__Records for the task__.
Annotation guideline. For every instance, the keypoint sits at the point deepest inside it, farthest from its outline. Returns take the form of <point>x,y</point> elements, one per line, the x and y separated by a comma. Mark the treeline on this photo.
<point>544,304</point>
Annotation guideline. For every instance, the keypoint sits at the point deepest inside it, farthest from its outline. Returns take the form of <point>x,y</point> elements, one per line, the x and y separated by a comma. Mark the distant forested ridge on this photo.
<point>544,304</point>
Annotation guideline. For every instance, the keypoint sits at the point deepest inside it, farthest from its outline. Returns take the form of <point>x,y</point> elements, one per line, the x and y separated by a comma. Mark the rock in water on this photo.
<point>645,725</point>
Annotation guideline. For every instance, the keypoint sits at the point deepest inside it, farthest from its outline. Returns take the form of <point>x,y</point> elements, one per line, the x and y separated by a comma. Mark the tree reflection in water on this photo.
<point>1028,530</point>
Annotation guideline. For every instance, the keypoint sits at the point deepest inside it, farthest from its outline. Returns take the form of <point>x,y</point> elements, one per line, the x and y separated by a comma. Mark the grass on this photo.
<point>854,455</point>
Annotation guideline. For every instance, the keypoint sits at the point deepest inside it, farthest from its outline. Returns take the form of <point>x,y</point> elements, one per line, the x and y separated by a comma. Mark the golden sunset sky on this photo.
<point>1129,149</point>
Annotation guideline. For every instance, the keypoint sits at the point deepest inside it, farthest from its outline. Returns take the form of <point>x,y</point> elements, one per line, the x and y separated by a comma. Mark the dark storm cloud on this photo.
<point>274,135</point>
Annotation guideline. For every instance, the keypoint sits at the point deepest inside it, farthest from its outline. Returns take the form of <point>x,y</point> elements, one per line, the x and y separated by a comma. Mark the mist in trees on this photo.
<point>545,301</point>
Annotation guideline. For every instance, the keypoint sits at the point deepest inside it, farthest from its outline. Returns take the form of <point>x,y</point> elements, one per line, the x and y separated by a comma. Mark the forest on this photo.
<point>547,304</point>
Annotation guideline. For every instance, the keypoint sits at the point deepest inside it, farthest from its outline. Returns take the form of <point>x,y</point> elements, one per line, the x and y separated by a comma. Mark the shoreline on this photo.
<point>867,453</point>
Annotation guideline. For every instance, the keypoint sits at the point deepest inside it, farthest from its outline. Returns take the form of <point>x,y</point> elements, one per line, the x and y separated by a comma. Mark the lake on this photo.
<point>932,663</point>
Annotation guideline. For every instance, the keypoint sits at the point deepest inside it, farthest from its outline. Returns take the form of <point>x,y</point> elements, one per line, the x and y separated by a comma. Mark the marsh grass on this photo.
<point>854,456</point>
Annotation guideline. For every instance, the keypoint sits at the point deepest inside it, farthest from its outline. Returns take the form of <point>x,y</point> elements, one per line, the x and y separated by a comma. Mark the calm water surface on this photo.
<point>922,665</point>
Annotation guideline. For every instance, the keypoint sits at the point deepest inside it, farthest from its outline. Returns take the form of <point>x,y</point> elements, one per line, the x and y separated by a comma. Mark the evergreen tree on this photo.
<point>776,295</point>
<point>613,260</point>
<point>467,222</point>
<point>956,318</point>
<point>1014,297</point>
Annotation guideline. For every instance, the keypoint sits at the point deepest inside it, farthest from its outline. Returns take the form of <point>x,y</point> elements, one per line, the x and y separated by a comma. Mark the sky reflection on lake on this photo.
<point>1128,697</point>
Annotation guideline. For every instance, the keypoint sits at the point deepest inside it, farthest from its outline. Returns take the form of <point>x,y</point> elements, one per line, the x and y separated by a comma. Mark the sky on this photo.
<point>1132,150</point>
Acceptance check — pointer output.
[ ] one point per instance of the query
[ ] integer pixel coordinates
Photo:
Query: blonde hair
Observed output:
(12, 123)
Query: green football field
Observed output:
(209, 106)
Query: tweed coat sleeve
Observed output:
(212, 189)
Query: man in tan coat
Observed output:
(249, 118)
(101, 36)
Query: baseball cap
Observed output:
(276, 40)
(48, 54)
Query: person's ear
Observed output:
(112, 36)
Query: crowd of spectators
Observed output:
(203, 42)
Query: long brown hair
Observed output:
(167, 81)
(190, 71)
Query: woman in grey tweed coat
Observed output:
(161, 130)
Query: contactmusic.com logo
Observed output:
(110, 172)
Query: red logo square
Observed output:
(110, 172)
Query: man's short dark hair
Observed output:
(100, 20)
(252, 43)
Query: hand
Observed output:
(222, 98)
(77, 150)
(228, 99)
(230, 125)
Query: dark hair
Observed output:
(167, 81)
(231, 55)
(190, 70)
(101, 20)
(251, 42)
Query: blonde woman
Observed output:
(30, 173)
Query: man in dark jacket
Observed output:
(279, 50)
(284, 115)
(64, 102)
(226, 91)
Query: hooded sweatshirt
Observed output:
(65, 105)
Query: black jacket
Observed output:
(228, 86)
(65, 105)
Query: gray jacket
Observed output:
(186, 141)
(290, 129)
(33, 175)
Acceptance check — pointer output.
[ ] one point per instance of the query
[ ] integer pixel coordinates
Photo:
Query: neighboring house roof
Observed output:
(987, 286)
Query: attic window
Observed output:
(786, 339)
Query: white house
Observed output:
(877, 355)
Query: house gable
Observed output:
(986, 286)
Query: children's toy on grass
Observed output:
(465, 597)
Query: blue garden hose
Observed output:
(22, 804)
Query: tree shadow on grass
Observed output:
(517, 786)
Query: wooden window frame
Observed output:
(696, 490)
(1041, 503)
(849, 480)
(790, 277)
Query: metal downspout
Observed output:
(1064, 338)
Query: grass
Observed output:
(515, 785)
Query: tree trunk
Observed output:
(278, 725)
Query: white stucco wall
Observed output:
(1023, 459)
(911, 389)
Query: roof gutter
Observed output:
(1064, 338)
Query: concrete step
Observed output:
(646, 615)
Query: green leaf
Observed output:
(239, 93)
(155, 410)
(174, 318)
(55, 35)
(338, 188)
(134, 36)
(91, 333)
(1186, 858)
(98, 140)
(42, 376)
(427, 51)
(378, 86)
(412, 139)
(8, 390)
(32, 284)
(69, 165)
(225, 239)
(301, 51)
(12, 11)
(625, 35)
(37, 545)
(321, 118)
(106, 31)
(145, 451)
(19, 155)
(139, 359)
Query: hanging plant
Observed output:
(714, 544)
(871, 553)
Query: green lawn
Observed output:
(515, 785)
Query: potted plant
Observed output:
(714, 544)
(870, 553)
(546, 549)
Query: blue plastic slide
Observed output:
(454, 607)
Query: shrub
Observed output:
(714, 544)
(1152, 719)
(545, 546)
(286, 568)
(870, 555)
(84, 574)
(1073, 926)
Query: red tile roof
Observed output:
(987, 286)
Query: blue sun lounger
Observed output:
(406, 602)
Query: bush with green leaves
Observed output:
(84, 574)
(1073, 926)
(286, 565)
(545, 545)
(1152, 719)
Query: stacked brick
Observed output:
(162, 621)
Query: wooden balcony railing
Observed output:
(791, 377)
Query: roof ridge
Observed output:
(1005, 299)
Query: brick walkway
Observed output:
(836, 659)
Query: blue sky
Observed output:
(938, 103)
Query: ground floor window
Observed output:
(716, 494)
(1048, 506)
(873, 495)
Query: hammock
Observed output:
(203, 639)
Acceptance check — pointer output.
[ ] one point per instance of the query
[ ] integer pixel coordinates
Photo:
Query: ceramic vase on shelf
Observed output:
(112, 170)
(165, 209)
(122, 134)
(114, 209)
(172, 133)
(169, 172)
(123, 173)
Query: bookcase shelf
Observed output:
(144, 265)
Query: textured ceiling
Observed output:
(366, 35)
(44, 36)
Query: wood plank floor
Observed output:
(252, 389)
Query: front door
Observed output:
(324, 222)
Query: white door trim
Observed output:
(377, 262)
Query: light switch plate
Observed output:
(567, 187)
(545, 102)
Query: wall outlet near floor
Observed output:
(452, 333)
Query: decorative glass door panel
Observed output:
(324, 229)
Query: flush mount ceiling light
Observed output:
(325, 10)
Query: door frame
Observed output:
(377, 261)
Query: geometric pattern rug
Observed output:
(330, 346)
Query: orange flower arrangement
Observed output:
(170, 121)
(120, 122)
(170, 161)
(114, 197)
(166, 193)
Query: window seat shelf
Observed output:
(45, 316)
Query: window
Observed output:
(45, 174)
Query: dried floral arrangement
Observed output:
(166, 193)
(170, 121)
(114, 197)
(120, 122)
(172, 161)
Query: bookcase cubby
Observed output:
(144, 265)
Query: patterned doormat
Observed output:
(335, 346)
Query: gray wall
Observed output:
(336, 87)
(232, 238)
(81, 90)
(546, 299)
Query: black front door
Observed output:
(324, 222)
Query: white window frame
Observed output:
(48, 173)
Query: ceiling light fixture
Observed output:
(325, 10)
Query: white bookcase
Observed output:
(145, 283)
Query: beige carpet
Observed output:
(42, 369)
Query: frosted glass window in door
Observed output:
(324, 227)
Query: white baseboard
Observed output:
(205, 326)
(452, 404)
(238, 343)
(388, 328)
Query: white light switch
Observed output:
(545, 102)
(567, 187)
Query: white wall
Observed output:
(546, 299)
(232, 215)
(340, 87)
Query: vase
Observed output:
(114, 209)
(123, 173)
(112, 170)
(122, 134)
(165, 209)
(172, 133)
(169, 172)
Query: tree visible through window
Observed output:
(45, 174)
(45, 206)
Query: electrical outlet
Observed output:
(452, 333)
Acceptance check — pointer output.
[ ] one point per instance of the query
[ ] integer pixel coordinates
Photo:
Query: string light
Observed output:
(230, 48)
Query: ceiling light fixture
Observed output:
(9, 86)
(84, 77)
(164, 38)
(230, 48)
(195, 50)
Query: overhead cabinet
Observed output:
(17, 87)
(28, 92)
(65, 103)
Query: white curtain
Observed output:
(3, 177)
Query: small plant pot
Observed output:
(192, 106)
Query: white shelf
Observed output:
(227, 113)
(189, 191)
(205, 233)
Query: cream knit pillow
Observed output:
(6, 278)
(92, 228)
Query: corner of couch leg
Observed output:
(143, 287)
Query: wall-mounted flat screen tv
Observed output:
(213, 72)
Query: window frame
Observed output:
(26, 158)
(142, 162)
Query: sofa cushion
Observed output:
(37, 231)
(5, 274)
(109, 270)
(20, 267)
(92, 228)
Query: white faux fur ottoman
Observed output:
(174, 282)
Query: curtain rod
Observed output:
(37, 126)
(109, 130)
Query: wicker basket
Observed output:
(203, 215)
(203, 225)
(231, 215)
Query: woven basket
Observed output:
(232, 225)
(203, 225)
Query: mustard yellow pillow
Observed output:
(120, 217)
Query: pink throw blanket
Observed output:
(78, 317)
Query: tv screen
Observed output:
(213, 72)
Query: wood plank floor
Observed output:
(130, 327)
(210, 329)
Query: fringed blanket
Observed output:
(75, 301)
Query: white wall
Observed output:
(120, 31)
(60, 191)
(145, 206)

__What this task involves__.
Give an exact copy of the lines above from the line with "Query: hand" up to and including the line with "Query: gray jacket", and leave everything else out.

__Problem solution__.
Query: hand
Observed output:
(222, 98)
(77, 150)
(228, 99)
(230, 125)
Query: dark hair
Observed output:
(167, 81)
(231, 55)
(190, 70)
(101, 20)
(251, 42)
Query: blonde woman
Observed output:
(30, 173)
Query: man in dark jacket
Observed output:
(279, 50)
(284, 115)
(64, 102)
(226, 91)
Query: hooded sweatshirt
Observed output:
(65, 105)
Query: black jacket
Observed output:
(228, 86)
(65, 105)
Query: gray jacket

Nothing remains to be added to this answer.